TEXT PROVIDED:
Is it SOH or OSH?

Over the years, I have seen people who were Safety and Occupational Health (SOH) Specialists and others that were Occupational Safety and Health (OSH) Specialists. The real difference as it was explained to me was that SOH spent time on things other than occupational safety while OSH spent all their time on occupational safety. I was an SOH for over twenty-one years. I spent a great deal of my time on off-duty safety. In some cases, I spent more time preventing drunk driving than I did occupational hazards. The reason was that we had soldiers dying in car accidents. This is not a post about the importance of being an SOH or an OHS. It is about the importance of doing off-duty safety.

Unless you work for a transportation company, the workers of the company will spend more time in a motor vehicle off-duty than on-duty. This puts them at significant risk for a motor vehicle accident. Most workers go home where they are at risk for a variety of accidents many of which can be deadly.

The National Safety Council identifies our odds of dying in its publication Injury Facts. That release includes an Odds of Dying Chart that shows the top two causes of death or disease related. The third cause is suicide, and the fourth is poisoning. The next cause is motor vehicle accidents followed by falls. This chart is an excellent source of information (Injury, 2016). As you look at the chart, you will see just as many non-occupational causes of death as you will occupational.

The second area of interest is the actual exposure.  The average person works about 2,080 hours per year. The average person is not at work 6,656 hours per year. That means that nonoccupational exposure is three times higher than occupational exposure. My experience over a career was that people died off work far more that at work. Motor vehicle accidents were the cause of most fatalities I worked on. Some locations where I worked, we experienced one off-duty motor vehicle death per month. I also worked several drownings and pedestrian accidents.

Text-to-region grounding data:
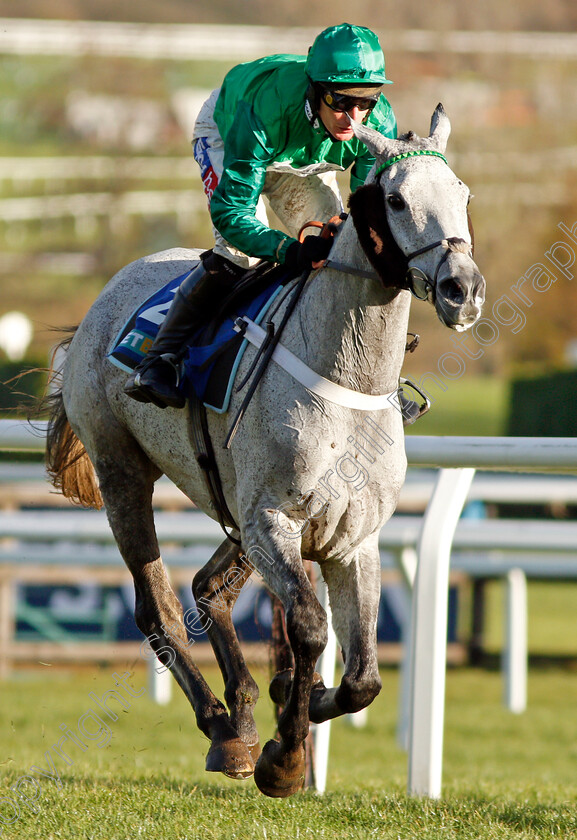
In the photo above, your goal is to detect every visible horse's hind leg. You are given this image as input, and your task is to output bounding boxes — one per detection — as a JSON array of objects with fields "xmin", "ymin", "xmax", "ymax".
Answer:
[
  {"xmin": 192, "ymin": 540, "xmax": 260, "ymax": 761},
  {"xmin": 92, "ymin": 429, "xmax": 254, "ymax": 778}
]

PROBLEM TO WORK ON: Quote the passage of the off-duty safety post word for word, starting at "Is it SOH or OSH?" and ending at "doing off-duty safety.".

SOLUTION FOR THIS EXERCISE:
Is it SOH or OSH?

Over the years, I have seen people who were Safety and Occupational Health (SOH) Specialists and others that were Occupational Safety and Health (OSH) Specialists. The real difference as it was explained to me was that SOH spent time on things other than occupational safety while OSH spent all their time on occupational safety. I was an SOH for over twenty-one years. I spent a great deal of my time on off-duty safety. In some cases, I spent more time preventing drunk driving than I did occupational hazards. The reason was that we had soldiers dying in car accidents. This is not a post about the importance of being an SOH or an OHS. It is about the importance of doing off-duty safety.